* **AUFGABENSTELLUNG A**
Gib alle Zeilen, die unterhalb des Gesprächs über Verträge in agilen Projekten folgen, ohne Leerzeilen als Markdown-Tabelle aus. Die Spalte „Nr.“ enthält die laufende Zeilennummer und die Spalte „Zeile“ den jeweiligen Zeileninhalt.

* **DOKUMENTAUSZUG**
┌──

Bernhard Hörl, davit: Agile Projekte – manche sagen ja, da bräuchte man überhaupt keine ausgefeilten Verträge mehr, weil Aufgaben und Verantwortung der Beteiligten sich im Alltag viel schneller ändern, als Verträge angepasst werden können. Ist was dran an dieser provokanten These?

Tobias Sedlmeier, Referent ITRT KA: Wer schon einmal das zweifelhafte Vergnügen hatte, im Streitfall eine Partei eines agilen Projekts zu vertreten, bei dem nach dieser These verfahren wurde – und das Projekt ohne sauberen Vertrag startete, sondern nur auf der Basis informeller Absprachen, „selbstgebastelten“ Dokumenten oder Ähnlichem, der weiß, dass dies eine sehr steile These ist.  

Die These basiert vielmehr auf einer falschen Prämisse: Der Projektvertrag im agilen Projekt soll gerade nicht kleinteilig namentlich benannten Projektbeteiligten Aufgaben oder Verantwortlichkeiten zuweisen. Denn das würde eventuell sogar ungewollt Arbeitnehmerüberlassungsthemen aufbringen. Vielmehr muss der Vertrag die von den Parteien gewollte Methode abbilden und dabei antizipieren, falls sich Rollen ändern können.

└──

* **AUFGABENSTELLUNG B**
Schreibe das Interview über Verträge in agilen Projekten im Anschluss an seinen letzten Satz weiter.

* **ZU BEARBEITENDE ZEILEN**

┌──

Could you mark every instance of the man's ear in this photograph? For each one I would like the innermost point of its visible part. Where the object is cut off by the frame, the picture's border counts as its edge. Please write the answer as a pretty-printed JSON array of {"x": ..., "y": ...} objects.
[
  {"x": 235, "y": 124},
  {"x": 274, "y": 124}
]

└──

* **ERGEBNIS A**
| Nr. | Zeile |
|---|---|
| 1 | Could you mark every instance of the man's ear in this photograph? For each one I would like the innermost point of its visible part. Where the object is cut off by the frame, the picture's border counts as its edge. Please write the answer as a pretty-printed JSON array of {"x": ..., "y": ...} objects. |
| 2 | [ |
| 3 |   {"x": 235, "y": 124}, |
| 4 |   {"x": 274, "y": 124} |
| 5 | ] |

* **ERGEBNIS B**
Die vertragliche Abbildung der Methode mit Einzelheiten zum Ablauf in den Teilabschnitten des agilen Projekts (den Sprints) sowie die Aufnahme von Regelungen zur Vergütung und Rechteverteilung an den Arbeitsergebnissen sind für die Konflikt- und Risikovermeidung essenziell. Denn nur durch gut durchdachte Regelungen zu diesen Themen lassen sich Minenfelder wie Kostenexplosionen, Arbeitnehmerüberlassung, Miturheberschaft, unklare Rechtsfolgen bei Mängeln, aber auch steuerliche Risiken vermeiden.

Bernhard Hörl, davit: Was muss ich für die anwaltliche Praxis wissen, bevor ich zu einem agilen Projekt berate? Muss ich dafür die agile Projektmethodik selbst beherrschen und womöglich noch programmieren können?

Tobias Sedlmeier, Referent ITRT KA: Coding-Kenntnisse sind für IT-Rechtler immer sinnvoll, aber für die Beratung bei agilen Projekten nicht zwingend erforderlich.

Grundkenntnisse in agilen Projektmethoden sind in jedem Fall ratsam, zum einen, um die von den Beteiligten jeweils gewollte Methode abfragen und im Vertrag umsetzen zu können, zum andern aber auch deshalb, um den in agilen Projekten oft stark abweichenden „Projekt-Sprech“ zu verstehen.

Aus meiner Sicht unerlässlich ist die Vertrautheit mit den rechtlichen Hauptrisiken agiler Projekte – dazu dann mehr beim Karlsruher IT-Rechtstag am 26.03.2022.

Bernhard Hörl, davit: Vielen Dank für das Gespräch – und wir freuen uns schon auf den Vortrag zu einem sehr spannenden hochaktuellen Thema!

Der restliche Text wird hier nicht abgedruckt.